_BRIEF_
Substitute "draw" for "supply" everywhere it occurs in the material below, and give the material back with everything else unchanged.

_SUPPLIED DATA_
☆ ☆ ☆ ☆ ☆
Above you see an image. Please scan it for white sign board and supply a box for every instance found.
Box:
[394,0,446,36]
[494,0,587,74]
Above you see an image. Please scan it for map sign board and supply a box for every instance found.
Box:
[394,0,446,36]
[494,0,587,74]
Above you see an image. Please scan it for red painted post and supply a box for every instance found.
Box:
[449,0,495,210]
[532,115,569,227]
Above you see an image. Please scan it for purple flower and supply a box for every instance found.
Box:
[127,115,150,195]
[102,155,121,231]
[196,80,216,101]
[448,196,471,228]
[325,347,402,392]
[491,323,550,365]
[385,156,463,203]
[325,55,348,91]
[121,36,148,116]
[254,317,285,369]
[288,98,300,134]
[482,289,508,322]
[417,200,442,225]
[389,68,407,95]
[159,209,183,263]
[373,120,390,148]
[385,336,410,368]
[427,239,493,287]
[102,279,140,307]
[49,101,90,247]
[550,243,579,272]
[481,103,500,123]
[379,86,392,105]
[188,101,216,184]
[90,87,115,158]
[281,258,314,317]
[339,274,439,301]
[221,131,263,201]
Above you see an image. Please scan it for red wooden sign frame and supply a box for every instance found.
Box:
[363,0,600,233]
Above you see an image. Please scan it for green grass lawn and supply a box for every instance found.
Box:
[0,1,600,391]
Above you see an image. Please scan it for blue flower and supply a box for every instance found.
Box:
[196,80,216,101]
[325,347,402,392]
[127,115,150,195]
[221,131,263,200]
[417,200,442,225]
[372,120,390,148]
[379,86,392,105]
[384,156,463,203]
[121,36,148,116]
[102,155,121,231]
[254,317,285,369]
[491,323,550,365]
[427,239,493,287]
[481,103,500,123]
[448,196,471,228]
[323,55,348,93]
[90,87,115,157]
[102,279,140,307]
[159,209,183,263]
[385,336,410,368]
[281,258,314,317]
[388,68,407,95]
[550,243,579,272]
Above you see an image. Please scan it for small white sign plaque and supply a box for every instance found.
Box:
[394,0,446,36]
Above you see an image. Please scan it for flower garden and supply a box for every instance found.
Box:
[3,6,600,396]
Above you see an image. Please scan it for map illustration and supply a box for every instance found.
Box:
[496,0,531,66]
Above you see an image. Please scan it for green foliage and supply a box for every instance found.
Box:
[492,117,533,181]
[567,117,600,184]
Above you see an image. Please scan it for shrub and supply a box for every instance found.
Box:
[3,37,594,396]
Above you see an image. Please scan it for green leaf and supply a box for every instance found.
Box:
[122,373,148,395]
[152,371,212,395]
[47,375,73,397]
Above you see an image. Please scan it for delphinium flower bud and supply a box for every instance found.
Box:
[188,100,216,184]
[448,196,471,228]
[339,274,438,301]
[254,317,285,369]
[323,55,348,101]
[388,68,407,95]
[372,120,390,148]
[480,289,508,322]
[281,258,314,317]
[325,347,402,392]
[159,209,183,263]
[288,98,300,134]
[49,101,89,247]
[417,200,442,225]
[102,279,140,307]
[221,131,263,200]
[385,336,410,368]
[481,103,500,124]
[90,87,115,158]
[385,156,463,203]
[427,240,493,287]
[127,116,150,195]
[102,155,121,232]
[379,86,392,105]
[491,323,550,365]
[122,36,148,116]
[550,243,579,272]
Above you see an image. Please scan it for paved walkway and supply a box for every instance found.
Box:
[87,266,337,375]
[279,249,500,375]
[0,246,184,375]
☆ ☆ ☆ ☆ ☆
_RESULT_
Above you see an image. Please scan it for white sign board and draw a box for every instance found.
Box:
[394,0,446,36]
[494,0,587,74]
Above you see an image. Please scan it for map sign board and draw a box for every instance found.
Box:
[394,0,446,36]
[494,0,587,74]
Above you see an image. Please scan it for red painted post and draw a box for every instance found.
Box:
[449,0,495,210]
[532,115,569,227]
Above you see an image. Please scan it for purple flower and draw a box for every instance found.
Box:
[127,115,150,195]
[102,155,121,231]
[196,80,216,101]
[448,196,471,228]
[325,347,402,392]
[491,323,550,365]
[385,156,463,203]
[325,55,348,91]
[121,36,148,116]
[254,317,285,369]
[288,98,300,134]
[482,289,508,322]
[417,200,442,225]
[389,68,407,95]
[159,209,183,263]
[373,120,390,148]
[385,336,410,368]
[427,239,493,287]
[102,279,140,307]
[49,101,90,247]
[550,243,579,272]
[481,103,500,123]
[379,86,392,105]
[188,101,216,184]
[90,87,115,158]
[281,258,314,317]
[339,274,439,301]
[221,131,263,201]
Above you see an image. Please scan it for red wooden sign frame and draw a box for every instance found.
Box:
[363,0,600,233]
Above you see an image. Please scan it for green grass lawn and draw a box for every instance found.
Box:
[0,1,600,391]
Above you see an image. Please scan it for blue flower and draw a box for every instance found.
Box:
[196,80,216,101]
[325,347,402,392]
[127,115,150,195]
[221,131,263,200]
[417,200,442,225]
[372,120,390,148]
[379,86,392,105]
[384,156,463,203]
[121,36,148,116]
[102,155,121,231]
[254,317,285,369]
[491,323,550,365]
[427,239,493,287]
[481,103,500,123]
[448,196,471,228]
[323,55,348,93]
[90,87,115,157]
[102,279,140,307]
[159,209,183,263]
[385,336,410,368]
[281,258,314,317]
[388,68,407,95]
[550,243,579,272]
Above you see an image. Please scan it for small white sign plaque and draw a box for every instance found.
Box:
[394,0,446,36]
Above you see an image. Please scan it for flower garden and draw a box for every instance found.
Box:
[3,6,600,396]
Above you see an image. Please scan it for map illustration and draw a box for every instance found.
Box:
[496,0,531,66]
Above you see an image. Please scan it for green foliage and draw a box for every instance found.
Box:
[492,117,533,181]
[567,117,600,184]
Above you see an image. Please scan it for shrub and draw a box for every instance found.
Box:
[3,37,594,396]
Above you see an image. Please scan it for green leaf and draw a box for every instance found.
Box:
[122,373,148,395]
[152,371,212,395]
[47,375,73,397]
Above you see an image. Please scan it for delphinium flower bud and draw a box for every instance found.
Box:
[188,100,216,184]
[448,196,471,228]
[339,274,438,301]
[254,317,285,369]
[323,55,348,101]
[388,68,407,95]
[372,120,390,148]
[480,289,508,322]
[281,258,314,317]
[325,347,402,392]
[159,209,183,263]
[288,98,300,134]
[49,101,89,247]
[417,200,442,225]
[102,279,140,307]
[221,131,263,200]
[385,336,410,368]
[481,103,500,124]
[90,87,115,158]
[385,156,463,203]
[427,240,493,287]
[127,116,150,195]
[102,155,121,232]
[379,86,392,105]
[491,323,550,365]
[122,36,148,116]
[550,243,579,272]
Above you see an image. Please scan it for paved walkway and draw a box for every instance found.
Box:
[87,266,337,375]
[279,249,500,375]
[0,246,184,375]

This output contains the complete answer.